TASK TO CARRY OUT
Reproduce each of the records below verbatim, without altering, omitting, or adding anything.

■ ■ ■

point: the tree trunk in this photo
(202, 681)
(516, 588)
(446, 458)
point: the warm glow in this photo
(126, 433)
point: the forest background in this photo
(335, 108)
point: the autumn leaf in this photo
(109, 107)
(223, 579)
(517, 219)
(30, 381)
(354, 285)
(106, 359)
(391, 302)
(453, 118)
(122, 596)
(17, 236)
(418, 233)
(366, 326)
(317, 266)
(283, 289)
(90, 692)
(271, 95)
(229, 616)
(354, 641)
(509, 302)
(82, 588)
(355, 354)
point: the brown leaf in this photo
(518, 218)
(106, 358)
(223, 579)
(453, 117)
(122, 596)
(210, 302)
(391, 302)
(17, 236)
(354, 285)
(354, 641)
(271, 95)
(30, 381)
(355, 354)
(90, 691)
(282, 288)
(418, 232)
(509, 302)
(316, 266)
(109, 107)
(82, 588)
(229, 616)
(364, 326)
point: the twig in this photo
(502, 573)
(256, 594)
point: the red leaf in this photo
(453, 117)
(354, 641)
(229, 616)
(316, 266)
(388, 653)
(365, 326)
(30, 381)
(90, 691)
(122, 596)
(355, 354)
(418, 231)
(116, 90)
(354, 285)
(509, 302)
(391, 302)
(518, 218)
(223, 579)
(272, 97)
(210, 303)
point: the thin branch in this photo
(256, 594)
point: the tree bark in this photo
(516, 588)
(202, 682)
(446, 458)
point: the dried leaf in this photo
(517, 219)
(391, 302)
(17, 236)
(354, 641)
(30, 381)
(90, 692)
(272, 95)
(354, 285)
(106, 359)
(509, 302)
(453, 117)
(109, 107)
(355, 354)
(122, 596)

■ ■ ■

SOLUTION TO THIS PROBLEM
point: the tree trunk in this photo
(202, 681)
(516, 588)
(446, 458)
point: the warm glow in this photo
(126, 433)
point: the forest background in this photo
(335, 108)
point: the autumn leaf in this photo
(109, 107)
(223, 579)
(517, 219)
(30, 381)
(354, 285)
(106, 359)
(391, 302)
(453, 118)
(122, 596)
(17, 236)
(418, 233)
(366, 326)
(317, 266)
(283, 289)
(90, 692)
(271, 95)
(229, 616)
(354, 641)
(509, 302)
(82, 588)
(355, 354)
point: the brown leaf in this photo
(518, 218)
(106, 358)
(223, 579)
(453, 117)
(122, 596)
(210, 302)
(391, 302)
(17, 236)
(354, 285)
(354, 641)
(271, 95)
(30, 381)
(355, 354)
(90, 691)
(282, 288)
(418, 232)
(509, 302)
(316, 266)
(109, 107)
(82, 588)
(229, 616)
(364, 326)
point: the twig in this photo
(502, 573)
(256, 594)
point: the red leaf in this photo
(453, 117)
(354, 641)
(229, 616)
(316, 266)
(388, 653)
(365, 326)
(30, 381)
(90, 691)
(122, 596)
(355, 354)
(418, 231)
(116, 90)
(354, 285)
(509, 302)
(391, 302)
(518, 218)
(223, 579)
(272, 97)
(210, 303)
point: the thin branch in this photo
(256, 594)
point: the tree bark in this photo
(516, 588)
(202, 682)
(446, 458)
point: the dried leaf in this photo
(517, 219)
(391, 302)
(17, 236)
(354, 641)
(30, 381)
(90, 692)
(272, 95)
(354, 285)
(106, 359)
(509, 302)
(453, 117)
(109, 107)
(355, 354)
(122, 596)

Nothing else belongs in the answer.